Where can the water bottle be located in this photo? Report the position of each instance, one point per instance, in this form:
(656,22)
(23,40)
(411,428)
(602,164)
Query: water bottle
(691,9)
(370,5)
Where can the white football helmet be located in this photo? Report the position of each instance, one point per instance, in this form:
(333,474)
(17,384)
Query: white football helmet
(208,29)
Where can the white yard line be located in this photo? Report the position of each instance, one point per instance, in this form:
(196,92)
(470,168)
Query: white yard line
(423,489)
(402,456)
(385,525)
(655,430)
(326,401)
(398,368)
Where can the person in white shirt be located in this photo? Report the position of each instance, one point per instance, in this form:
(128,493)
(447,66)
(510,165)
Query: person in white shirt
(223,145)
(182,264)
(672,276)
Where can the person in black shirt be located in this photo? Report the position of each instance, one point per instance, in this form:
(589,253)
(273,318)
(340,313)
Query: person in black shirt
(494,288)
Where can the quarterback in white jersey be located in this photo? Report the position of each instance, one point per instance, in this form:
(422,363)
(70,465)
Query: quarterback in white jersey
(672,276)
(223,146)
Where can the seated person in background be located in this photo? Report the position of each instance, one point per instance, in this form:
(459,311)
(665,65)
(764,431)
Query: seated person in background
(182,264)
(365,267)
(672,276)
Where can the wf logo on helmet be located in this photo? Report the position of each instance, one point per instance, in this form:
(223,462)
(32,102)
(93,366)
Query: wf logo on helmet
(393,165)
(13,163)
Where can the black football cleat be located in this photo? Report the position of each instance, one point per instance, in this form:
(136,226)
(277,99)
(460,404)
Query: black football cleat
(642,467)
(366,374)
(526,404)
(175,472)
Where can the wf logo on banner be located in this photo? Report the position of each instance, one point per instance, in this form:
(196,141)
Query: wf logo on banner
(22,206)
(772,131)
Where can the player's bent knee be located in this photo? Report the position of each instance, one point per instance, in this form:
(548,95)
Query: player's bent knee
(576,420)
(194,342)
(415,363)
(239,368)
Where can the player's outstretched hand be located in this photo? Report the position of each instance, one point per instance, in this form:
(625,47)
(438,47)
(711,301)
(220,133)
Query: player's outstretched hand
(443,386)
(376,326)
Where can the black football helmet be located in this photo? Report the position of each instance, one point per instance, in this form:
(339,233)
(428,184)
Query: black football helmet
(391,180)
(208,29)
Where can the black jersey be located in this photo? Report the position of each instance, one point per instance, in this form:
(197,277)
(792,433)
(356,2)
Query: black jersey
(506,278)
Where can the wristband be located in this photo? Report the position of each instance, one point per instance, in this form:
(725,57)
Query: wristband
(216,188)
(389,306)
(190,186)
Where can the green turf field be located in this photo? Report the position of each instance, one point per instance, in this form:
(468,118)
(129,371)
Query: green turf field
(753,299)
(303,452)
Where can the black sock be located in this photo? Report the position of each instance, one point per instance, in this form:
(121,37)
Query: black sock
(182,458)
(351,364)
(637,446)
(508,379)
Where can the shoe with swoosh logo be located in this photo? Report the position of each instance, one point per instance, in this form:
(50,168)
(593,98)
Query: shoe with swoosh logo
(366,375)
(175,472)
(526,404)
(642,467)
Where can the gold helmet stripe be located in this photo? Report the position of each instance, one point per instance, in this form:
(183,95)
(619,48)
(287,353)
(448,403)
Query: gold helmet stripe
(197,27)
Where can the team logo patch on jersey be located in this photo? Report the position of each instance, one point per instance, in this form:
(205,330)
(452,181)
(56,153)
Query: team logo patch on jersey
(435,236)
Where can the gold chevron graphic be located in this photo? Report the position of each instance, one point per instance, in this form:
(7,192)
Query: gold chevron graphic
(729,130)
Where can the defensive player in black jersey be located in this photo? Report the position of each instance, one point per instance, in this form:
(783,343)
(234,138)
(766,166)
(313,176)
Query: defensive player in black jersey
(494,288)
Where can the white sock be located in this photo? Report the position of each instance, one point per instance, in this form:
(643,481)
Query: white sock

Activity: From the first line to the last, copy the data exactly.

Answer for this exercise:
Where can the water bottle be located in this photo? Report the position of each instance, one point per instance, in this form:
(656,22)
(23,40)
(411,428)
(602,164)
Query: water bottle
(691,9)
(370,5)
Where can the white football helmet be located in this photo? Report the position of each instance, one point per instance, in this form:
(333,474)
(17,384)
Query: white football helmet
(208,29)
Where can the white yard line be located in this photo? Report the position of each instance, one point per instance, in this form:
(196,92)
(470,168)
Query: white yard line
(423,489)
(402,456)
(385,525)
(655,430)
(326,401)
(398,368)
Where can the person in white shirt be located in this photo? Report the position of each instance, one point per instance, in this form:
(128,493)
(447,66)
(510,165)
Query: person in white shirt
(223,145)
(182,264)
(672,276)
Where can the person in black shirt be located in this photo? Report the position of each instance, one point per instance, in this form:
(589,253)
(273,318)
(340,313)
Query: person in black shirt
(494,288)
Where can the quarterback in white jersey be located in this photo? Report the position of each instance, one point per instance, in this form:
(422,363)
(70,465)
Query: quarterback in white jersey
(672,276)
(223,146)
Where can the seated person in background be located in this photo? Report the position of each instance, one point per instance, in this form:
(459,311)
(665,65)
(764,431)
Query: seated person in background
(182,264)
(365,267)
(672,276)
Where can the wf logo on helmet be located in this photo? Report the position of each instance, one point per instance, in this form:
(223,462)
(32,102)
(93,366)
Query: wf logo on helmet
(393,165)
(13,163)
Where can the black football cleat be located in this photo? Report the position of each instance, one point per instance, in this form:
(136,226)
(277,99)
(460,404)
Query: black football cleat
(642,467)
(366,374)
(526,404)
(175,472)
Where can the wf logo on banner be located in this photo? Report the position of each instance, one point per instance, in this form:
(196,141)
Query: wf logo on banner
(22,206)
(772,131)
Where can the player's bent knee be located in this photo? Report the position of each instance, one point per instance, in this form:
(548,95)
Query: player's bent knee
(576,420)
(194,342)
(415,363)
(239,368)
Where can the player's outstretched hand be located in this photo? Report the position of each instance, one point per instance, in this form:
(625,47)
(438,47)
(711,301)
(220,133)
Query: player's outstretched hand
(443,386)
(376,326)
Where can the black football helmet be located in this photo? Report the position of each instance, one point per instance, in this form:
(339,233)
(428,184)
Query: black football helmet
(391,180)
(208,29)
Where can the black jersey be located in this photo? Report the position of each instance, one point per instance, in this form:
(197,277)
(792,433)
(356,2)
Query: black jersey
(506,278)
Where can the wristband be located in this photo? Report the position of each instance, one point per instance, in this form:
(725,57)
Query: wristband
(216,188)
(389,306)
(190,186)
Where can the green turf field be located in this photo? Report the position of each instance, one point per instance, in this form:
(468,118)
(129,371)
Query: green turf field
(753,299)
(303,452)
Where can the black sock be located in this photo? Report the position of each instance, one point per instance, in this form:
(121,37)
Query: black sock
(182,458)
(351,364)
(637,446)
(508,379)
Where can the shoe with swoosh logo be located in this photo? Report the position of each instance, one point per instance, in this form:
(50,168)
(593,98)
Query: shoe with swoosh logo
(366,375)
(175,472)
(526,404)
(642,467)
Where can the gold helmet stripe be located in this photo? Report the position of each instance, one point per instance, in this form:
(183,95)
(619,48)
(287,353)
(448,403)
Query: gold helmet stripe
(197,27)
Where can the team logo patch on jersey be located in this photo? Report the position of each instance, one point per instance, in this form:
(205,330)
(452,181)
(56,153)
Query: team logo patch on jersey
(435,236)
Where can the gold chevron graphic be located in this photo? Report the position of each instance, one point per instance, in this form:
(7,192)
Query: gold chevron graphic
(729,130)
Where can the defensive player in black jersey be located in this photo? Report the position of each instance, one point per instance, in this form:
(783,343)
(234,138)
(766,166)
(313,176)
Query: defensive player in black jersey
(494,288)
Where can the white sock be located in this photo? Report the position of each instance, one point per instance, in this form:
(643,481)
Query: white sock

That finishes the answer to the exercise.